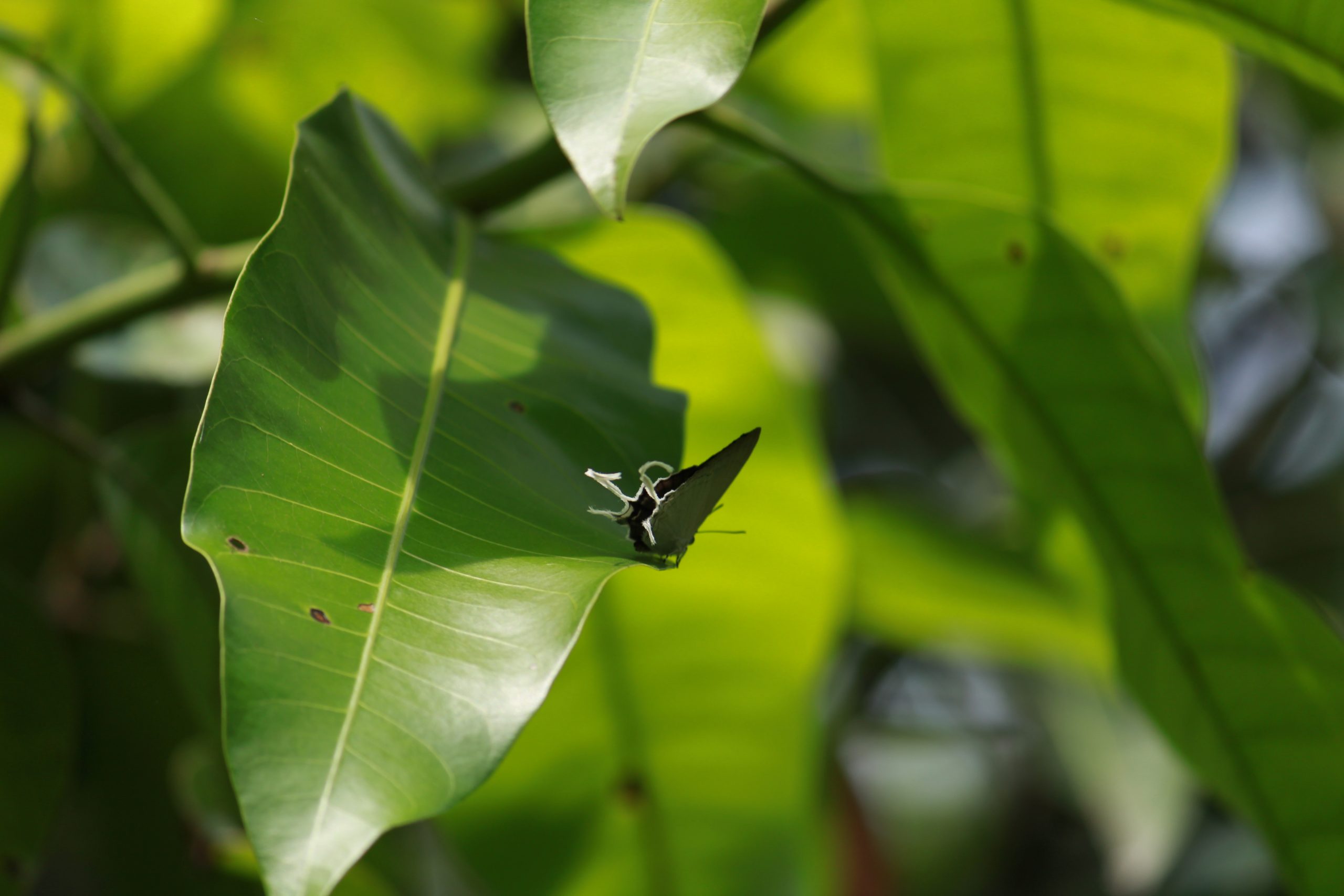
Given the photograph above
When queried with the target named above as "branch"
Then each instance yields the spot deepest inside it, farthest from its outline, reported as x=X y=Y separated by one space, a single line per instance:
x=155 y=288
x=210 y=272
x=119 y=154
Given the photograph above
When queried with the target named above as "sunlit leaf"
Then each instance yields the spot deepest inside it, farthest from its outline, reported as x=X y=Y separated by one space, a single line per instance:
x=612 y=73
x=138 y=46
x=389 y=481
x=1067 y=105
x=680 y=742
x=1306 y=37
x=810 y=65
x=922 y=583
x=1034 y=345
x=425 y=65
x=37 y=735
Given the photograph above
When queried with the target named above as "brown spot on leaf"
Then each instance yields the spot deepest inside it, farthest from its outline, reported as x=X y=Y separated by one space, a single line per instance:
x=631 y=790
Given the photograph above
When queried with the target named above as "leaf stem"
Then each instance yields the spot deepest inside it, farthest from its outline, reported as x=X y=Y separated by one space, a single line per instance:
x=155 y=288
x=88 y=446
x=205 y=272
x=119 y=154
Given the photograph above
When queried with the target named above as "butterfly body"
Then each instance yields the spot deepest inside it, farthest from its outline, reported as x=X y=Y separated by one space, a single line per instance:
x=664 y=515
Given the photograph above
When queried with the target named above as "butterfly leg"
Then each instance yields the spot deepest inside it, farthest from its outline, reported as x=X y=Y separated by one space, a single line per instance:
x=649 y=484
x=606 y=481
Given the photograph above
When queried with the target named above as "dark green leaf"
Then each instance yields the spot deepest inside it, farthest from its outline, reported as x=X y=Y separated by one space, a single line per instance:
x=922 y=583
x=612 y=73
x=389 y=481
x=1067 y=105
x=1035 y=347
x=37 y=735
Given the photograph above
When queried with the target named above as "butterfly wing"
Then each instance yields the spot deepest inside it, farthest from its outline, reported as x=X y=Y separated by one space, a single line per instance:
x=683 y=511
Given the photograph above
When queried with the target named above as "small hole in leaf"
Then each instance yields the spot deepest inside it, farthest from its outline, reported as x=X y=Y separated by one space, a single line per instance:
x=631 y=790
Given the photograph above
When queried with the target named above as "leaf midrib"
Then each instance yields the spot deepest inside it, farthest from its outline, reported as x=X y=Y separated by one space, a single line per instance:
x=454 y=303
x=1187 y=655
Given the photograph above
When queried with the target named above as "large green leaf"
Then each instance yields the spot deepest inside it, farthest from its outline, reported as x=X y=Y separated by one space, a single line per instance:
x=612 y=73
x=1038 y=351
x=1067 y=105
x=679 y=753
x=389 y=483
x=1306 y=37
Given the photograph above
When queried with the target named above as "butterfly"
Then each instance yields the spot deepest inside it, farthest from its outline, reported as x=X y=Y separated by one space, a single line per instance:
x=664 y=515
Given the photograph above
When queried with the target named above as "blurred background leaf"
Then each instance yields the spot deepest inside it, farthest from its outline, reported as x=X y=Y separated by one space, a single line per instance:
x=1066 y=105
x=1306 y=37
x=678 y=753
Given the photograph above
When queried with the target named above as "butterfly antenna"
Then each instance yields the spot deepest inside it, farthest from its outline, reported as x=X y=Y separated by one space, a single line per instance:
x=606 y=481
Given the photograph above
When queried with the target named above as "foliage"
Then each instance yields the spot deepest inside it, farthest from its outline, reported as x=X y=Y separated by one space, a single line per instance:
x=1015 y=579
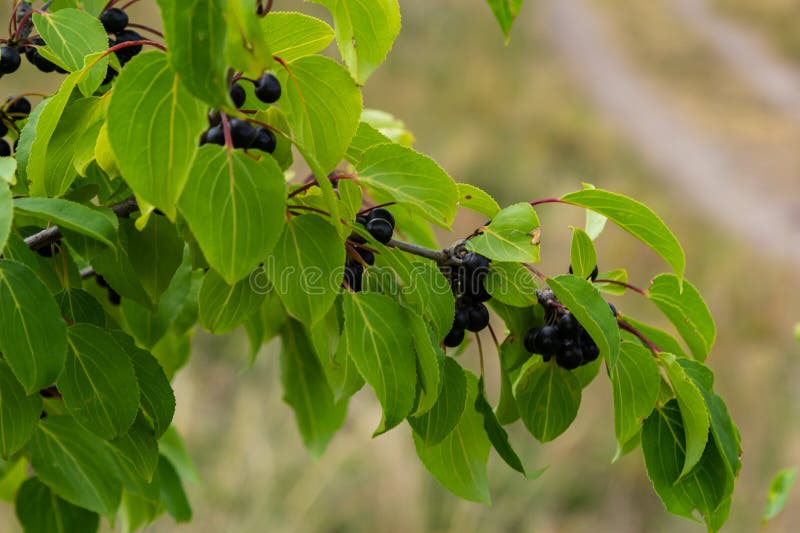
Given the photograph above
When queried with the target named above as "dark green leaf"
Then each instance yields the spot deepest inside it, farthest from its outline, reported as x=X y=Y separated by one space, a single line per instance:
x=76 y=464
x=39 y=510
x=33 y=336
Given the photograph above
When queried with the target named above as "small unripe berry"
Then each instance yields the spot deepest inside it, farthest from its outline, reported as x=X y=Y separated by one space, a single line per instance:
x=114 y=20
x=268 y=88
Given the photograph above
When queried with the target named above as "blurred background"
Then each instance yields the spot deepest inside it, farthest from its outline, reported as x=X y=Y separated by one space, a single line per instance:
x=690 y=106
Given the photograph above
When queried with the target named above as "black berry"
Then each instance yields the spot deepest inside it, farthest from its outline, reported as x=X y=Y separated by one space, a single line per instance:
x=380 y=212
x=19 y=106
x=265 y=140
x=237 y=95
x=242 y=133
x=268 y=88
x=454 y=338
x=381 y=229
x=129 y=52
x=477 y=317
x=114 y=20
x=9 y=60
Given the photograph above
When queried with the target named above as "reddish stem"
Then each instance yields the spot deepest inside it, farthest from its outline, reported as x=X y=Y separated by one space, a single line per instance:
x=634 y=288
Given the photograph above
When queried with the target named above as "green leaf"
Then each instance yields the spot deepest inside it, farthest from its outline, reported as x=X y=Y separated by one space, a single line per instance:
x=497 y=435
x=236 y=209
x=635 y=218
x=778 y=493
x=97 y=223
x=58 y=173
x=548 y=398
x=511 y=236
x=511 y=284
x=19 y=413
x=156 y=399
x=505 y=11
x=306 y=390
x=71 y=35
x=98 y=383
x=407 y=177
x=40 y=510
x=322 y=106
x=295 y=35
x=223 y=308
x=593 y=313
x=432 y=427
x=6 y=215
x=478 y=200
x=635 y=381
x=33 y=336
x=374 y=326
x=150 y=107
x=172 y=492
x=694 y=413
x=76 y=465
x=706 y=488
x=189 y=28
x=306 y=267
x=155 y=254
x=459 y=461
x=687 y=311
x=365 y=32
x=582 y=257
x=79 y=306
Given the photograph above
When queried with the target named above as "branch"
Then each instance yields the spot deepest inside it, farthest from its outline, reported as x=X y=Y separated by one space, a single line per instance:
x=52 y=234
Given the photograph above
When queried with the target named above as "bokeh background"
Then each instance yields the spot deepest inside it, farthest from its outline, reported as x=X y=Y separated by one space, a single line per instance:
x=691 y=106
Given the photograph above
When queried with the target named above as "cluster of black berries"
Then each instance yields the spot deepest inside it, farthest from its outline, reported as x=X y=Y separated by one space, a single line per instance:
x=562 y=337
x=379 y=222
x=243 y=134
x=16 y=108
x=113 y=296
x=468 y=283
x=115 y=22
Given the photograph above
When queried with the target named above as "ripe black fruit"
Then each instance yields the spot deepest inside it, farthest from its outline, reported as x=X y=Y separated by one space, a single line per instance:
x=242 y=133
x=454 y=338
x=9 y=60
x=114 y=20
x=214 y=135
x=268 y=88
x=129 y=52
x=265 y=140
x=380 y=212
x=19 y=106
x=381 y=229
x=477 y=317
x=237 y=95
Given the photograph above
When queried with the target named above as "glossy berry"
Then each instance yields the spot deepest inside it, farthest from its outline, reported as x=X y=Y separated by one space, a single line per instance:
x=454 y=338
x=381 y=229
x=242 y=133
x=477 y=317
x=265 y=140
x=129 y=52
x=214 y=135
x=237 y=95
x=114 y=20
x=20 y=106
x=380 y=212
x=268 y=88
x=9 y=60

[Instructions to follow] All of the data above should be transcribed verbatim, with pictures omitted.

[Response to the exercise]
Given the photograph above
When queried with the target named above as "branch"
Then each instance yields the spot deepest inside it, farthest from its outline, reported as x=X y=Y separated by one space, a single line per instance:
x=155 y=288
x=210 y=272
x=119 y=154
Given the photograph above
When queried with the target named above as "sunlit leaf"
Then each instance yields the spot deepest inside it, farthest from its outline, reported as x=X y=Y separated by one space, a single line per instance:
x=612 y=73
x=138 y=46
x=389 y=481
x=1067 y=105
x=680 y=742
x=1306 y=37
x=810 y=65
x=922 y=583
x=1034 y=345
x=425 y=65
x=37 y=735
Given the photograph above
When queried with the target named above as "brown spot on leaf"
Then each instance yields the spot deepest inside it, farthest from its outline, reported as x=X y=Y separated by one space, a single line per instance:
x=631 y=790
Given the photograph above
When queried with the target named above as "leaf stem"
Then each instance yields the spot deepest inside it, farthest from its outline, reported as x=X y=Y separated by one space, a single line per instance:
x=155 y=288
x=88 y=446
x=205 y=272
x=119 y=154
Given the photograph above
When queried with the target named above as "butterfly body"
Then each instance yields the spot deepest inside it, farthest from its outline, reported as x=X y=Y separated by one space, a single line per instance:
x=664 y=515
Given the photograph above
When queried with the target named above as "butterfly leg"
Then each instance yields the spot deepest inside it, farthest from its outline, reported as x=X y=Y separated by one space, a single line per instance:
x=649 y=484
x=606 y=481
Given the photograph above
When queried with the target named above as "dark green leaf"
Then each instance yields the spot deepest inside it, farthest from its outline, reported as x=X y=Y separated by one space, a single line per instance:
x=922 y=583
x=612 y=73
x=389 y=481
x=1067 y=105
x=1035 y=347
x=37 y=735
Given the photograph above
When queried with the target named above as "butterfly wing"
Then each instance yields the spot deepest inside it, farthest from its outline, reported as x=X y=Y separated by one space, a single line per instance:
x=683 y=511
Given the photograph above
When queried with the target named above as "small hole in leaf"
Then each instance yields the spot deepest inside it, farthest from its outline, reported as x=X y=Y separated by one space, a single line per instance:
x=631 y=790
Given the photograph above
When queried with the target named above as "leaf midrib"
Then each instance yields the spot deepest inside it, farthest from its outline, reported as x=X y=Y separated by one space, a single line per instance:
x=454 y=303
x=1187 y=655
Given the photograph above
When queried with the target named above as "large green leaf"
Then each instance yields the spot deepest inside it, farthest from its outline, reported as x=X y=Y separated by one space, a single line per instance:
x=612 y=73
x=1038 y=351
x=1067 y=105
x=679 y=753
x=389 y=483
x=1306 y=37
Given the photograph above
When queried with the target named above as "butterfly"
Then each instance yields the spot deepest inside it, farthest from its outline, reported as x=X y=Y separated by one space, a single line per instance:
x=664 y=515
Given the photograph above
When queried with the target named above as "blurred background leaf"
Then each instance yields the spot deepest inside it, farthest from its outline, reported as x=X y=Y separated by one space, a single line per instance:
x=1066 y=105
x=1306 y=37
x=678 y=753
Given the photograph above
When queried with the target named above as "butterfly antenna"
Then each instance yields the spot deepest inside it, farthest from its outline, reported as x=X y=Y separated by one space, a single line per instance:
x=606 y=481
Given the photograph above
When queried with the target named above as "foliage"
Then each instance yields the spot deepest inside it, farthest from its outline, reported as x=X y=Y separated by one space, a single line per instance:
x=1015 y=579
Given the photograph above
When queried with the target named above as "dark green leaf"
Then each instance yields the spot deepest inside it, farthest from its outline, reported as x=X y=Y separated by one space, a single line per instance:
x=76 y=464
x=39 y=510
x=33 y=336
Given the photograph above
When queried with the target named above as "small unripe berry"
Then each instance yields the spot deepest inside it, farthest from its outline, reported as x=X y=Y separated by one space, a single line per instance:
x=114 y=20
x=268 y=88
Given the photograph above
When queried with the target named above as "blurred background"
Then each instance yields the spot deepest inside it, farthest from its outline, reported as x=X y=Y separated by one space, a single line per instance:
x=690 y=106
Given the photograph above
When queried with the target named above as "black berry"
Then each instance yields the spot deepest inside it, farthest from its outline, reported as x=X y=Y separated by one space, a single line per instance:
x=380 y=212
x=19 y=106
x=265 y=140
x=237 y=95
x=242 y=133
x=268 y=88
x=454 y=338
x=381 y=229
x=129 y=52
x=477 y=317
x=114 y=20
x=9 y=60
Given the photograph above
When queried with the target named above as "reddish stem"
Then each instance yields the spot deepest inside it, farthest from its outline, reported as x=X y=Y separated by one space, a single line per instance:
x=634 y=288
Given the photograph above
When queried with the target named above as "green leaf"
Then each instance yields the spot deepest inside it, farthest from its outline, reported as x=X y=Y separated by one space, a single line per instance:
x=497 y=435
x=236 y=209
x=635 y=218
x=778 y=493
x=97 y=223
x=58 y=173
x=548 y=398
x=511 y=236
x=511 y=284
x=19 y=413
x=156 y=399
x=505 y=11
x=306 y=390
x=71 y=35
x=98 y=383
x=407 y=177
x=40 y=510
x=322 y=106
x=295 y=35
x=223 y=308
x=593 y=313
x=432 y=427
x=6 y=215
x=478 y=200
x=635 y=381
x=33 y=336
x=374 y=326
x=150 y=107
x=172 y=492
x=694 y=413
x=76 y=465
x=706 y=488
x=189 y=28
x=306 y=267
x=155 y=254
x=459 y=461
x=687 y=311
x=365 y=32
x=582 y=257
x=79 y=306
Given the photograph above
When queried with the target named above as "branch"
Then each instance yields the spot deepest inside it, farthest from its outline, reported as x=X y=Y separated by one space, a single line per instance:
x=52 y=234
Given the photograph above
When queried with the target named above as "bokeh background"
Then each instance yields the spot deepest inside it, farthest from its outline, reported as x=X y=Y separated by one space, a single line per instance:
x=691 y=106
Given the photograph above
When queried with the target named above as "cluster of black berries"
Then each instance yields the spot deepest inside it, farthest from its outline, reported as x=X y=Y separated by one space, a single line per instance:
x=562 y=337
x=379 y=222
x=243 y=134
x=16 y=108
x=113 y=296
x=468 y=283
x=115 y=22
Given the photograph above
When queried with the target named above as "ripe black fruit"
Then each instance yields the spot deepest inside it, farthest from its outline, reported as x=X y=Y separated by one space, a single line per instance:
x=242 y=133
x=454 y=338
x=9 y=60
x=114 y=20
x=214 y=135
x=268 y=88
x=129 y=52
x=265 y=140
x=380 y=212
x=19 y=106
x=381 y=229
x=477 y=317
x=237 y=95
Given the photograph above
When queried with the target named above as "glossy berry"
Then each instance yields the spot deepest inside it, farthest from its outline, reported as x=X y=Y separated by one space, a single line per instance:
x=454 y=338
x=381 y=229
x=242 y=133
x=477 y=317
x=265 y=140
x=129 y=52
x=214 y=135
x=237 y=95
x=114 y=20
x=20 y=106
x=380 y=212
x=268 y=88
x=9 y=60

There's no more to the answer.